═══ Texte extrait ═══
Bonne nouvelle, on est en passe de reconnaître qu’avoir peiné au travail a des effets sur la qualité et la longueur de la retraite ! Mauvaise nouvelle : par un tour de passe-passe de vocabulaire, on va limiter cette reconnaissance par le biais d’une définition médicale de la santé au travail qui renvoie plus aux luttes de l’ère industrielle qu’aux enjeux contemporains. Avant même la réforme actuelle du financement des retraites, «pénibilité(s) du travail» est une expression qui a fait consensus entre patronat, syndicats et gouvernement. Classique : pour établir un compromis entre intérêts divergents et le faire entrer dans les institutions, préférence est souvent donnée aux mots polysémiques, auxquels chacun donne le sens qu’il veut. Et pourtant…
Depuis une dizaine d’années, un bilan critique s’est imposé avec force sur la dureté nouvelle du travail. Vingt-cinq ou trente ans de changements des méthodes managériales, des technologies, des organisations du travail font que les conditions de travail ne sont plus celles qui avaient fait l’objet d’une régulation institutionnelle au plus fort de la domination du monde industriel et de la condition ouvrière. Le travail, même s’il est plus en col blanc qu’auparavant, ne s’est pas allégé. Il est dur, autrement qu’avant. Quand il ne salit pas, n’use pas les mains (encore qu’explosent les troubles musculo-squelettiques !), il n’en confronte pas moins les salariés à des atteintes répétées, éventuellement microscopiques et peu visibles, mais fortement ressenties par les intéressés : remarques désobligeantes, attitudes de mépris, sentiment de ne pas en avoir fait assez dans le cours de la journée. Dans la «relation de service» notamment, les autres nous infligent – et nous nous infligeons nous-mêmes – des tensions que, aujourd’hui, on ne sait pas bien réguler.
═══
**Explorer le document**
(A) Les affirmations suivantes sont-elles conformes au texte sur la pénibilité du travail ? Répondez par oui ou par non, en citant à chaque fois les mots du texte qui tranchent. (i) Le travail s'est allégé depuis qu'il est davantage en col blanc. (ii) Patronat, syndicats et gouvernement se sont accordés sur l'expression « pénibilité(s) du travail ». (iii) Les troubles musculo-squelettiques sont en recul.
(B) Selon le texte sur la pénibilité du travail, pourquoi préfère-t-on souvent les mots polysémiques lorsqu'on cherche un compromis ?
(C) Reprenez le texte sur la pénibilité du travail à la suite de sa dernière phrase.
═══ Données fournies ═══
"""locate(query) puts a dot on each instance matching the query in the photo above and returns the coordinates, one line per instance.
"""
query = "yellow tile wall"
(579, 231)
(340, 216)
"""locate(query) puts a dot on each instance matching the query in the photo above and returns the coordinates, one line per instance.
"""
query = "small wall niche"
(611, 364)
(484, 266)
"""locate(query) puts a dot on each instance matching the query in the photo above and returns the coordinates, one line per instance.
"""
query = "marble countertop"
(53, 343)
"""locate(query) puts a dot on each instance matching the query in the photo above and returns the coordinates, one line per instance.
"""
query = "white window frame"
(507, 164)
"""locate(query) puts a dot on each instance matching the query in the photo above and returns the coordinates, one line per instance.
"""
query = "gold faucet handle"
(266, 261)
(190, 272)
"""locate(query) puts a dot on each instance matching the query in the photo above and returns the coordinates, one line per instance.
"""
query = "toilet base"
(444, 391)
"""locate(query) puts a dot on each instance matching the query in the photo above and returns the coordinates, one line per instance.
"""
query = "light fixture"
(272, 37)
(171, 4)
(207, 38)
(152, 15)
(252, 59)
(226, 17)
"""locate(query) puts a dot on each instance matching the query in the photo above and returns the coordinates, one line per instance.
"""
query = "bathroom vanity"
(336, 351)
═══
**Réponses**
(A)
(i) Non : « Le travail, même s’il est plus en col blanc qu’auparavant, ne s’est pas allégé. »
(ii) Oui : « est une expression qui a fait consensus entre patronat, syndicats et gouvernement »
(iii) Non : « encore qu’explosent les troubles musculo-squelettiques ! »

(B) Chacun donne à ces mots le sens qu'il veut. Ils permettent ainsi d'établir un compromis entre des intérêts divergents et de le faire entrer dans les institutions.

(C)
Dans le travail d’aujourd’hui, on a l’impression de se donner, de se vider, d’y épuiser toute son énergie, sans que rien ni personne ne vienne y opposer des limites. Et plus encore en France, avec des relations sociales tendues, fondées sur la méfiance et où on ne parvient pas à mettre en discussion les conditions dans lesquelles on travaille, les salariés se déclarent plus qu’ailleurs impatients d’en finir avec le boulot. En somme, ces salariés finissent par déclarer le travail proprement insupportable, insoutenable. Tant qu’on se contentera de le traiter vaguement comme «pénible», on n’aura pas traité le fond du malaise.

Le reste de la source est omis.